### Problem requirements
Could you write out every record below exactly, leaving out any pictures?

### Record set
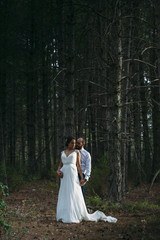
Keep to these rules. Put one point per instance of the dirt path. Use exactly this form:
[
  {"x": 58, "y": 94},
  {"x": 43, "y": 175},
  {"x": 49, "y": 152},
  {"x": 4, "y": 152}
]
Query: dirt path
[{"x": 35, "y": 208}]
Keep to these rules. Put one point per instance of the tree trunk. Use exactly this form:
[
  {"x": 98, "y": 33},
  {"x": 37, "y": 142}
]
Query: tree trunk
[{"x": 69, "y": 74}]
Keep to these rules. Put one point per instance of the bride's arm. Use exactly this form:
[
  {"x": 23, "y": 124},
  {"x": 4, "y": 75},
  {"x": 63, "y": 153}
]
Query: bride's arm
[{"x": 79, "y": 165}]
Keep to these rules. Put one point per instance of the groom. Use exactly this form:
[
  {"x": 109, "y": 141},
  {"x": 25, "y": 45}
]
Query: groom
[{"x": 85, "y": 162}]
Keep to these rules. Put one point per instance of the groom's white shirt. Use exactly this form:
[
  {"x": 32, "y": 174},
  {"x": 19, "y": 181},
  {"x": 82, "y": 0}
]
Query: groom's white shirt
[{"x": 85, "y": 163}]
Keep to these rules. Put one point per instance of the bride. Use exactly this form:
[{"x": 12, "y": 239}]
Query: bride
[{"x": 71, "y": 206}]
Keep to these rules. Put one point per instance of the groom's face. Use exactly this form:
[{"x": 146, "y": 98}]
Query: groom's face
[{"x": 79, "y": 144}]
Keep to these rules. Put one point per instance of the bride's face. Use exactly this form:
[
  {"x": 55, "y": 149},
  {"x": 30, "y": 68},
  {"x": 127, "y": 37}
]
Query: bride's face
[{"x": 72, "y": 144}]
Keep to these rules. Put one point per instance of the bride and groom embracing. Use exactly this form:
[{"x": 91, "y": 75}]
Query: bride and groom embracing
[{"x": 71, "y": 207}]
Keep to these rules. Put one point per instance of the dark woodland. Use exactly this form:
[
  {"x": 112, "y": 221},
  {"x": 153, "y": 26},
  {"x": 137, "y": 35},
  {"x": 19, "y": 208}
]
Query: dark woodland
[{"x": 83, "y": 68}]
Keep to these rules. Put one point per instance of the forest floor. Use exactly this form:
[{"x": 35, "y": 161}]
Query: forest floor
[{"x": 34, "y": 216}]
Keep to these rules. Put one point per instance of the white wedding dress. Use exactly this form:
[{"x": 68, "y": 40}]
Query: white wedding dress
[{"x": 71, "y": 206}]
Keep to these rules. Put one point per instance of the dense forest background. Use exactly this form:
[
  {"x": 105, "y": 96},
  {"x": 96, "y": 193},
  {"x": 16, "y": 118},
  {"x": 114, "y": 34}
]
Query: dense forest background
[{"x": 82, "y": 68}]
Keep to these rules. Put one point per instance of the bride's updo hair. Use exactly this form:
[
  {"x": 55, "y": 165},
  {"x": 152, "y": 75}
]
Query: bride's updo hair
[{"x": 69, "y": 139}]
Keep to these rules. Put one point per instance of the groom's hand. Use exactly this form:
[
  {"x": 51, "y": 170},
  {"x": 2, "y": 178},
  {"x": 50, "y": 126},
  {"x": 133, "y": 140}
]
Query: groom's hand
[{"x": 83, "y": 182}]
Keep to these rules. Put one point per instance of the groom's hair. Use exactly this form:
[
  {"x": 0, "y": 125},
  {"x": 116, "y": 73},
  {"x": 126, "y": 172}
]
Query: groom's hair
[{"x": 69, "y": 139}]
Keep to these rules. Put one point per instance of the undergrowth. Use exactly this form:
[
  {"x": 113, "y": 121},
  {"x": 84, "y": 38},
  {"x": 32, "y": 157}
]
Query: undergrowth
[{"x": 5, "y": 225}]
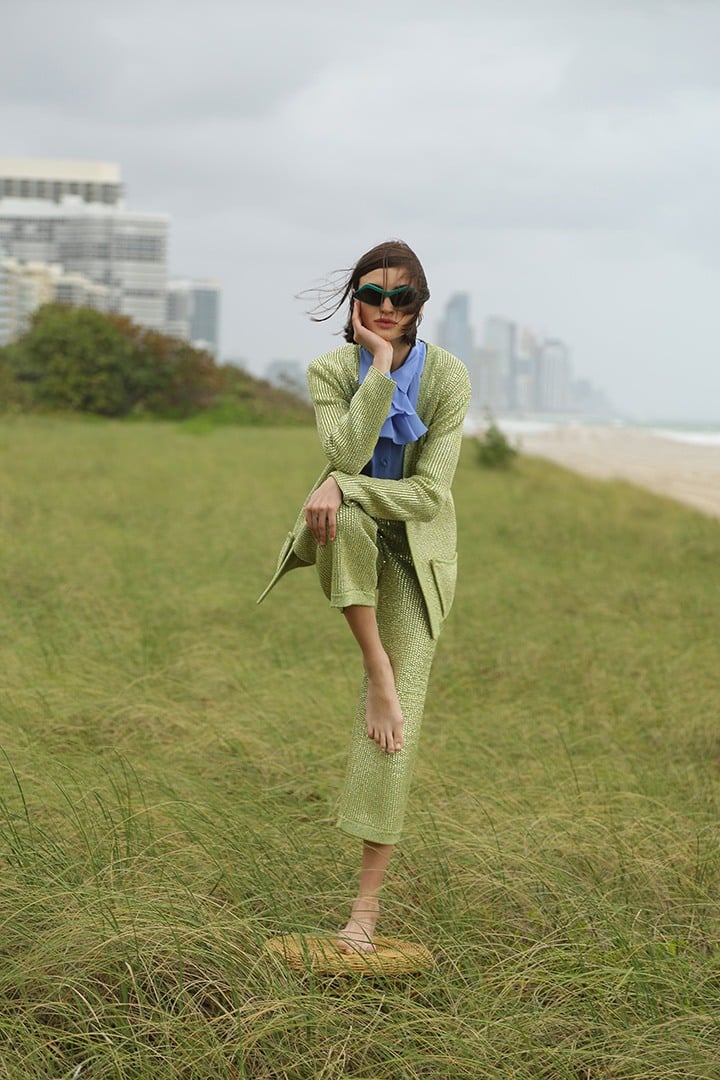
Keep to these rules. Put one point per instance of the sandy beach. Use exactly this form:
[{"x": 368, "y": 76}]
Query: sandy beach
[{"x": 689, "y": 473}]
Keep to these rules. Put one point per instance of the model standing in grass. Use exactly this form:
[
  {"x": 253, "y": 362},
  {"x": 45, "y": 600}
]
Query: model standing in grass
[{"x": 380, "y": 527}]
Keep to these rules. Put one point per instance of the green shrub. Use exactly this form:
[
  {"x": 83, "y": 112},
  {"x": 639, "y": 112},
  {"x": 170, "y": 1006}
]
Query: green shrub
[{"x": 494, "y": 450}]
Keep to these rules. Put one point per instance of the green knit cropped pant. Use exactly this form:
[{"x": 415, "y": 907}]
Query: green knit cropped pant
[{"x": 369, "y": 563}]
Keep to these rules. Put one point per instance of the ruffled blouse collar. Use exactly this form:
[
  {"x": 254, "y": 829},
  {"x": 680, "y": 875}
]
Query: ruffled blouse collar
[{"x": 403, "y": 423}]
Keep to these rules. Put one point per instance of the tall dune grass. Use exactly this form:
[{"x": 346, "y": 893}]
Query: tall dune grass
[{"x": 172, "y": 755}]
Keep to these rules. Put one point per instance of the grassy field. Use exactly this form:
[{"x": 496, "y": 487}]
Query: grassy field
[{"x": 172, "y": 755}]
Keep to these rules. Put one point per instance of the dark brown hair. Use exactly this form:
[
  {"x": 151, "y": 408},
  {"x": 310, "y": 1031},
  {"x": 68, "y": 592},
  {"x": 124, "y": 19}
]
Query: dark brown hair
[{"x": 391, "y": 253}]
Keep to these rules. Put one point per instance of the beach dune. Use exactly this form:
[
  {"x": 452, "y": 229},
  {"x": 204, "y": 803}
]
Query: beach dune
[{"x": 683, "y": 471}]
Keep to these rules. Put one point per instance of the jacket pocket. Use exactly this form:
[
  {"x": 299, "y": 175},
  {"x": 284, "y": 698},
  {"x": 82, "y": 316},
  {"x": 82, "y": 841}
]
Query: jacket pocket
[{"x": 445, "y": 575}]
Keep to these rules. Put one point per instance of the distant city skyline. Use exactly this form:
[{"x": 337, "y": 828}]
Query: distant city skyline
[
  {"x": 515, "y": 369},
  {"x": 558, "y": 165}
]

### Completed exercise
Keep to these rules. Put one point per instance of the dirt path. Use exactly this form:
[
  {"x": 58, "y": 94},
  {"x": 43, "y": 175},
  {"x": 49, "y": 152},
  {"x": 4, "y": 152}
]
Query: dirt path
[{"x": 35, "y": 208}]
Keep to these rules. Put one point per instance of the tree trunk. Use exactly this form:
[
  {"x": 98, "y": 33},
  {"x": 37, "y": 142}
]
Query: tree trunk
[{"x": 69, "y": 74}]
Keep to these rules. Put one point per instance of the bride's arm. Use exactly this form:
[
  {"x": 23, "y": 124},
  {"x": 4, "y": 75},
  {"x": 63, "y": 153}
]
Query: bride's arm
[{"x": 79, "y": 165}]
Keep to these rules. Put one point per instance of the groom. Use exactly this form:
[
  {"x": 109, "y": 141},
  {"x": 25, "y": 45}
]
Query: groom
[{"x": 85, "y": 162}]
Keep to these rules. Put one point per instance of the groom's white shirt. Use exactly this form:
[
  {"x": 32, "y": 174},
  {"x": 19, "y": 181},
  {"x": 82, "y": 0}
]
Query: groom's white shirt
[{"x": 85, "y": 163}]
Keep to these rules. Put one point per instance of the bride. Use exactly this form:
[{"x": 12, "y": 239}]
Query: bride
[{"x": 71, "y": 206}]
Keep to these rules. Put one point per instance of the groom's face. Use exactly this form:
[{"x": 146, "y": 98}]
Query: groom's face
[{"x": 79, "y": 144}]
Keep to these rules. Put one point per instance of the bride's face. Use exactly this form:
[
  {"x": 55, "y": 149},
  {"x": 30, "y": 68},
  {"x": 127, "y": 37}
]
Query: bride's face
[{"x": 72, "y": 144}]
Keep to these rules. Put one point per instance of the bride and groom embracing. Use exactly this form:
[{"x": 91, "y": 75}]
Query: bride and groom embracing
[{"x": 71, "y": 207}]
Keep to these rules. Put one point per instance of the dark woodland. Use exactly this form:
[
  {"x": 112, "y": 221},
  {"x": 153, "y": 26},
  {"x": 137, "y": 35},
  {"x": 19, "y": 208}
]
Query: dark woodland
[{"x": 83, "y": 68}]
Keep to these rules. Put one point per instance of the forest floor. Use exactly this form:
[{"x": 35, "y": 161}]
Query: forest floor
[{"x": 34, "y": 216}]
Keep to these rules. Put one point per instance of the white wedding dress. Use exactly this form:
[{"x": 68, "y": 40}]
Query: white wedding dress
[{"x": 71, "y": 206}]
Keep to these rules. Put one point per instance of the dense forest background. Use exactly this form:
[
  {"x": 105, "y": 96},
  {"x": 96, "y": 193},
  {"x": 16, "y": 118},
  {"x": 114, "y": 34}
]
Query: dense forest background
[{"x": 82, "y": 68}]
Keep to these rules. Put one point per instance of the bride's updo hair. Use exactly this form:
[
  {"x": 55, "y": 165},
  {"x": 152, "y": 75}
]
Query: bride's updo hair
[{"x": 69, "y": 139}]
Keep to these rules. Put one point per instance of the groom's hand. Use exactly this form:
[
  {"x": 51, "y": 170},
  {"x": 2, "y": 178},
  {"x": 50, "y": 126},
  {"x": 133, "y": 140}
]
Query: groom's hand
[{"x": 83, "y": 182}]
Keep to these rules. Put one point per instance of the groom's hair. Use exactly this form:
[
  {"x": 0, "y": 125},
  {"x": 116, "y": 73},
  {"x": 126, "y": 172}
]
Query: groom's hair
[{"x": 69, "y": 139}]
Keep to these rules. Put one point per instance of the undergrowth. Use exactly this form:
[
  {"x": 113, "y": 121},
  {"x": 84, "y": 38},
  {"x": 32, "y": 157}
]
Query: undergrowth
[{"x": 5, "y": 225}]
Keep to these rules. Put one point per instance of the sandy beach. Use exactly this form:
[{"x": 368, "y": 76}]
Query: sandy beach
[{"x": 689, "y": 473}]
Keep to these rules. Put one point per instance of the model standing in grass. Use exactly this form:
[
  {"x": 253, "y": 362},
  {"x": 45, "y": 600}
]
Query: model standing in grass
[{"x": 380, "y": 527}]
Keep to these rules. Put one point per instance of the green shrub. Use exactly this form:
[
  {"x": 83, "y": 112},
  {"x": 639, "y": 112},
  {"x": 170, "y": 1006}
]
Query: green shrub
[{"x": 494, "y": 450}]
Keep to these rules. Put one point per instance of the green knit cropped pant. Use exactly this form:
[{"x": 415, "y": 907}]
Query: green knit cropped pant
[{"x": 369, "y": 563}]
Keep to these rules. Put one point per instance of the ruffled blouse collar. Use exactly this form:
[
  {"x": 254, "y": 829},
  {"x": 680, "y": 875}
]
Query: ruffled blouse collar
[{"x": 403, "y": 423}]
Keep to these rules. Put one point per instance of the tall dune grass. Use exactly this form:
[{"x": 346, "y": 893}]
Query: tall dune grass
[{"x": 172, "y": 755}]
Keep to these rules. Put one point per instance of the grassy field. Use exactly this form:
[{"x": 496, "y": 487}]
Query: grassy field
[{"x": 172, "y": 755}]
Keep to these rules. Put one point per instance of the dark brown hair. Use exactly this form:
[
  {"x": 151, "y": 408},
  {"x": 310, "y": 1031},
  {"x": 68, "y": 592},
  {"x": 124, "y": 19}
]
Query: dark brown hair
[{"x": 391, "y": 253}]
Keep to these rules. Put one point per instance of the beach dune. Use exactly this form:
[
  {"x": 452, "y": 229},
  {"x": 204, "y": 803}
]
Query: beach dune
[{"x": 683, "y": 471}]
Keep to these rules. Put one point per instance of the jacket pocket. Use exactly this form:
[
  {"x": 299, "y": 175},
  {"x": 284, "y": 698},
  {"x": 82, "y": 316},
  {"x": 82, "y": 841}
]
Query: jacket pocket
[{"x": 445, "y": 575}]
Keep to these rules. Put one point per instance of the distant city skyline. Use exactly this form:
[{"x": 337, "y": 828}]
Query: distant city skyline
[
  {"x": 515, "y": 369},
  {"x": 558, "y": 165}
]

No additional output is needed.